- _Task requirements_: Transcribe all of the material exactly. Any picture in it should be left out.

- _Records for the task_:
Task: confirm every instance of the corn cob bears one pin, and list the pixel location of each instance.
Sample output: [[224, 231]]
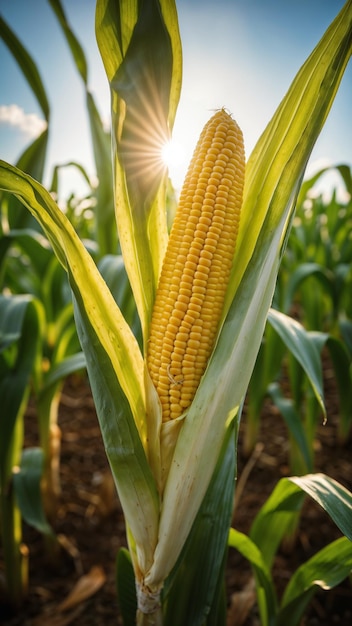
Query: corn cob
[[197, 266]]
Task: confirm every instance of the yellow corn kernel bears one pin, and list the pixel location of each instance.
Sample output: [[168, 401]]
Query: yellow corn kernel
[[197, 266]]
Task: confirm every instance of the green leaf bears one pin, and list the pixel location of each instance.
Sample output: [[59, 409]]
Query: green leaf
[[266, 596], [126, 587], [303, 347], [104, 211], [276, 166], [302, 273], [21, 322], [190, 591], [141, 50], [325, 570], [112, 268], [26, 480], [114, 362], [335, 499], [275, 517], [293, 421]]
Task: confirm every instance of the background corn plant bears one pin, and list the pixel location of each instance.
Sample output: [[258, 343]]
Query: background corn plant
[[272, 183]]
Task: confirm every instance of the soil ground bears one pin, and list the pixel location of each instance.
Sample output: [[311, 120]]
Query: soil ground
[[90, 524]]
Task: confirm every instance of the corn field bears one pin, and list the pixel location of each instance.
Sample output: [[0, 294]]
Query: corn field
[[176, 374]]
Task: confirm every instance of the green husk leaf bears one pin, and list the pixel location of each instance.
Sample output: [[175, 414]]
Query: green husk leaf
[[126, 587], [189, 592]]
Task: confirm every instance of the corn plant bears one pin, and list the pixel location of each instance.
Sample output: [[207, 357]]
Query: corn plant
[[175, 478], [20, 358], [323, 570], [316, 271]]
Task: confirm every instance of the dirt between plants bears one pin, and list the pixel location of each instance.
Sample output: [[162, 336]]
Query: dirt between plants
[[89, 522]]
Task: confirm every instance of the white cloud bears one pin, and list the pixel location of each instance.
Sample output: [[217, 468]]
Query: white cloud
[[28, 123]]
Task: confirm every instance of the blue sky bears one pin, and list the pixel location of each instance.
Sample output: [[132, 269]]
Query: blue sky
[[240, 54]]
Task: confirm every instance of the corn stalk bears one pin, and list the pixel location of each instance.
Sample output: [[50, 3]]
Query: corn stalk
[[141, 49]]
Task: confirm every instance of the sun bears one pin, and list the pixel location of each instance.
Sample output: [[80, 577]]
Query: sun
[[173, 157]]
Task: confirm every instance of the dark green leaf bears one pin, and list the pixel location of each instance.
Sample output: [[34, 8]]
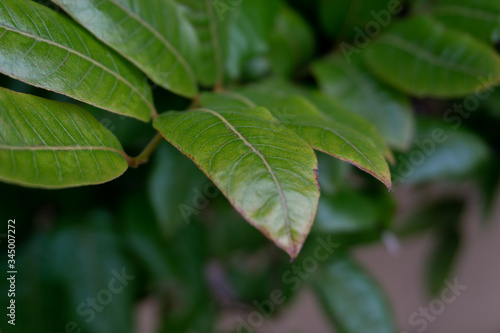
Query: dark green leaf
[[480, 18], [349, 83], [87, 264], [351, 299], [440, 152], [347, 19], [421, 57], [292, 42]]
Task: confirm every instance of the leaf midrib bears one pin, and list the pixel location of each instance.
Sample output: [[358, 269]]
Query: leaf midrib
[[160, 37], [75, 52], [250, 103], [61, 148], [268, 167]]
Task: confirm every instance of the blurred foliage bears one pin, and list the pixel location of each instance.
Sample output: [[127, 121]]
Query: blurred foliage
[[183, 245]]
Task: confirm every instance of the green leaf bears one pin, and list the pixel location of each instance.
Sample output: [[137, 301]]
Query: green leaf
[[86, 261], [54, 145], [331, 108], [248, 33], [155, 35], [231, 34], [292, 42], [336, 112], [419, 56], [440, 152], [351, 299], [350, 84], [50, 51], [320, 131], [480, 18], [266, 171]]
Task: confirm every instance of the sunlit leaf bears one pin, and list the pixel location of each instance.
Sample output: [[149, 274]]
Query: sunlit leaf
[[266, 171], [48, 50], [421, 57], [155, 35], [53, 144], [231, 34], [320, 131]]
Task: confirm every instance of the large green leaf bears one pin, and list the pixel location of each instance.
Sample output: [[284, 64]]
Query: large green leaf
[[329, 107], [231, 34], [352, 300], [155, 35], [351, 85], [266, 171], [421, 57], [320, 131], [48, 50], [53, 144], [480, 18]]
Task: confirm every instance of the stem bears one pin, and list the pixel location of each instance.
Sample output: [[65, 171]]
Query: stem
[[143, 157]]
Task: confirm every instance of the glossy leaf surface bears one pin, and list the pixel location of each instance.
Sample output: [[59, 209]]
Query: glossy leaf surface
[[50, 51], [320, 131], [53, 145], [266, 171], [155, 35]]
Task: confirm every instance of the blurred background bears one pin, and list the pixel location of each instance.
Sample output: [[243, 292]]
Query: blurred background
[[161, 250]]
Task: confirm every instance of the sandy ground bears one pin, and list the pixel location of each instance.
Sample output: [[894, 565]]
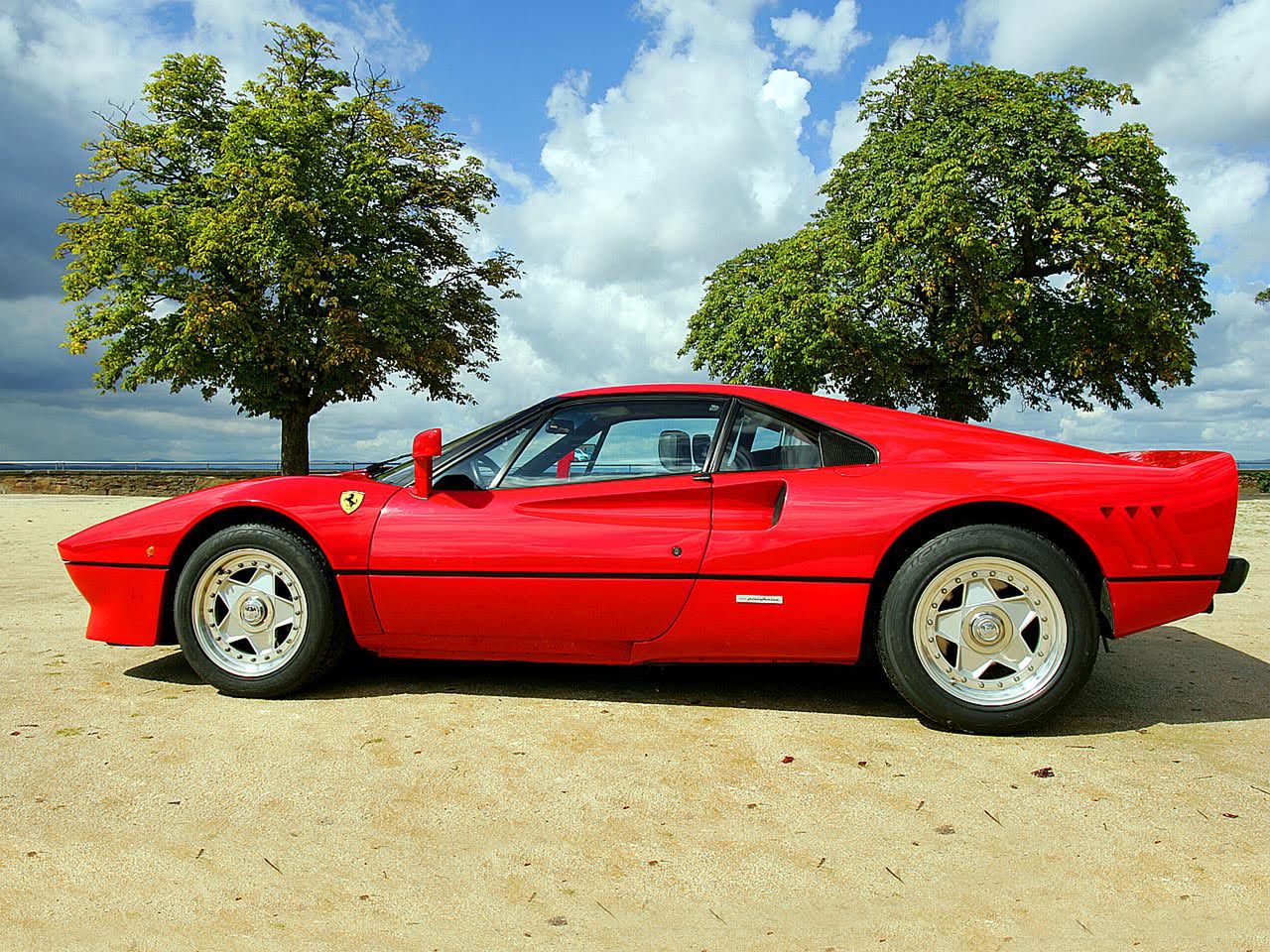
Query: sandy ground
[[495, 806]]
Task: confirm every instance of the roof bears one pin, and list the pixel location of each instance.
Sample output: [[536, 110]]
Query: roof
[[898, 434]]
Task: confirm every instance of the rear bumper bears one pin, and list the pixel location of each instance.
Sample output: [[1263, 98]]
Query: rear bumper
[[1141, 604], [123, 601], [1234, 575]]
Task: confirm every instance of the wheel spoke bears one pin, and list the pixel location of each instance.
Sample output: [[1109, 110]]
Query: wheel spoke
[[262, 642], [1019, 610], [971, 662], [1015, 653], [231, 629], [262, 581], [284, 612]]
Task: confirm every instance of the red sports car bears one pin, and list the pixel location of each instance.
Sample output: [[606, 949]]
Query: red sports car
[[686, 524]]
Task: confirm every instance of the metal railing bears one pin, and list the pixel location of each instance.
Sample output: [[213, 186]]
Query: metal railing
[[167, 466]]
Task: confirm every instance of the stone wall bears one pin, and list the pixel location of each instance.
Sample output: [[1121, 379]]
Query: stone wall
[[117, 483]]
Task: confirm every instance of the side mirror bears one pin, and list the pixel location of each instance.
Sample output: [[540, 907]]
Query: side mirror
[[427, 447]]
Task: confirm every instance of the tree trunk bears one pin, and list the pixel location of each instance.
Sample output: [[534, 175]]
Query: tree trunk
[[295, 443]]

- _Result_:
Task: confirm every instance of the corn cob bears one pin, and list the pixel location of each instance.
Sample output: [[224, 231]]
Query: corn cob
[[197, 266]]
Task: confirm every instance of the yellow corn kernel bears one pin, and list the pixel location of each instance.
Sample output: [[168, 401]]
Query: yellow corn kernel
[[197, 266]]
Task: confirm every instance of the green leaf bears one pin, and list the pixel location of each instance.
Sample output: [[59, 409]]
Query: green leaf
[[266, 596], [126, 587], [303, 347], [104, 211], [276, 166], [302, 273], [21, 322], [190, 591], [141, 50], [325, 570], [112, 268], [26, 480], [114, 362], [335, 499], [275, 517], [293, 421]]
Task: confirm every instance of the background corn plant bears one pin, and list the pixel location of each instance.
Sample output: [[258, 343]]
Query: background corn plant
[[272, 183]]
Task: confirm every instance of the soil ground bears one pin, and list the pixel location of each instance.
Sample output: [[311, 120]]
Query: soil ground
[[90, 524]]
Task: confirm every instance of the corn field bears one pin, and list the pixel location of each instance.
Sample output: [[0, 294]]
Query: corn field
[[176, 374]]
Task: confirm every instance of the green husk leaf bears one pin, and list the pixel location of each instance.
Sample output: [[175, 414]]
Query: green husk leaf
[[126, 587], [189, 592]]
Task: confirm every instance of the corn plant bears one pin, and list the pixel location of each instance.
Sample output: [[207, 357]]
Query: corn plant
[[175, 478], [20, 358], [323, 570], [316, 271]]
Task: confirm every instance of the dirt between plants bears one pin, and list the pixel location of each instance.
Sample output: [[162, 336]]
Query: dirt between plants
[[89, 522]]
Task: confirm every instance of the white cloud bears one pin, and list the pixel location of each instance.
Sample output: [[217, 468]]
Query: white cloud
[[28, 123]]
Task: confirm every instance of the blue sky bears one pin, and list the pixel location of each instance.
Sample output: [[132, 269]]
Query: blue sky
[[240, 54]]
Task: confirm every instance of the corn stalk bears one pin, and list the pixel location of each instance.
Sample output: [[50, 3]]
Query: corn stalk
[[141, 49]]
Task: confirm every instance of the sun bears one pin, and list the pixel location of each instance.
Sample output: [[80, 577]]
Query: sun
[[173, 157]]
Task: confirm every instance of the dark green leaf bears one pin, and list the pixel location of each instance.
Sample output: [[34, 8]]
Query: dark green leaf
[[480, 18], [349, 83], [87, 264], [351, 299], [440, 152], [347, 19], [421, 57], [292, 42]]
Task: confirm every instance of the leaf midrib bears one pin, and list the pixel location of each instance.
Sample output: [[358, 269]]
Query: leaf midrib
[[160, 37], [75, 52], [250, 103], [61, 148], [268, 167]]
Task: confirm every instance of the blurred foliage bears one pin, and list the pixel location of each instance.
Sample output: [[127, 121]]
Query: blurred foliage
[[183, 245]]
Task: confirm every instance of the green leaf bears one pin, and list the pixel location of each instance.
Sample output: [[137, 301]]
Query: green leaf
[[86, 261], [54, 145], [331, 108], [248, 33], [155, 35], [231, 34], [292, 42], [336, 112], [419, 56], [440, 152], [351, 299], [350, 84], [50, 51], [320, 131], [480, 18], [266, 171]]
Task: confirm every instance of the sunlit leaf bears one pin, and list the pixel location of each instance.
Sample output: [[149, 274]]
Query: sunlit leaf
[[266, 171], [48, 50], [421, 57], [155, 35], [53, 144], [231, 34], [320, 131]]
Task: confirm every instance of the large green leaf bears one pin, and list the pixel location of each instance.
Sample output: [[284, 64]]
Query: large green leaf
[[329, 107], [231, 34], [352, 300], [155, 35], [351, 85], [266, 171], [421, 57], [320, 131], [48, 50], [53, 144], [480, 18]]
Task: confirm every instance of the stem bears one pin, and list the pixel location of each instance.
Sample output: [[65, 171]]
Query: stem
[[143, 157]]
Task: confirm every instance of the glossy leaf surface bears one pin, and list the pixel location of each instance.
Sample output: [[59, 209]]
Query: glossy leaf surface
[[50, 51], [320, 131], [53, 145], [266, 171], [155, 35]]
Task: confirm every instance of the blurred background bears one pin, and list the pixel location of each instance.
Sample output: [[243, 292]]
Query: blurred background
[[161, 250]]
Task: confirm every instance of the sandy ground bears one pin, and list the pixel location of each instance.
Sample output: [[894, 565]]
Query: sandy ground
[[495, 806]]
Task: confirm every instance of the roof bears one pin, and list the pixel location of each instance.
Sample output: [[536, 110]]
Query: roof
[[898, 434]]
Task: confirm every instance of the rear bumper bears one pin, and list the pixel location of each instance.
Sample output: [[1263, 98]]
Query: rear bumper
[[1141, 604], [123, 601], [1234, 575]]
Task: confirm every instance of the wheel spoke bears one pin, and list the pixel location of each instance.
Sample output: [[1109, 110]]
Query: wheel spoke
[[262, 642], [1019, 610], [971, 662], [1015, 653], [231, 629], [262, 581], [284, 612]]
Task: confirm every instance of the red sports car bears one pin, and list the pixel location of each instance.
Sample output: [[606, 949]]
Query: red sports car
[[686, 524]]
Task: confirm every instance of the metal railing bears one pin, and list the pixel location of each instance.
Sample output: [[213, 186]]
Query: metal railing
[[167, 466]]
Task: confirm every instance of the stone wall bears one pin, and list the pixel location of each instance.
Sample output: [[1121, 379]]
Query: stone wall
[[117, 483]]
Task: confirm every instance of the side mirror bears one pin, and list the pixel location of each instance.
Sample output: [[540, 907]]
Query: side mirror
[[427, 447]]
Task: confirm every instance of the tree trunk bears one pin, and list the pixel location of each instance.
Sample output: [[534, 175]]
Query: tree trunk
[[295, 443]]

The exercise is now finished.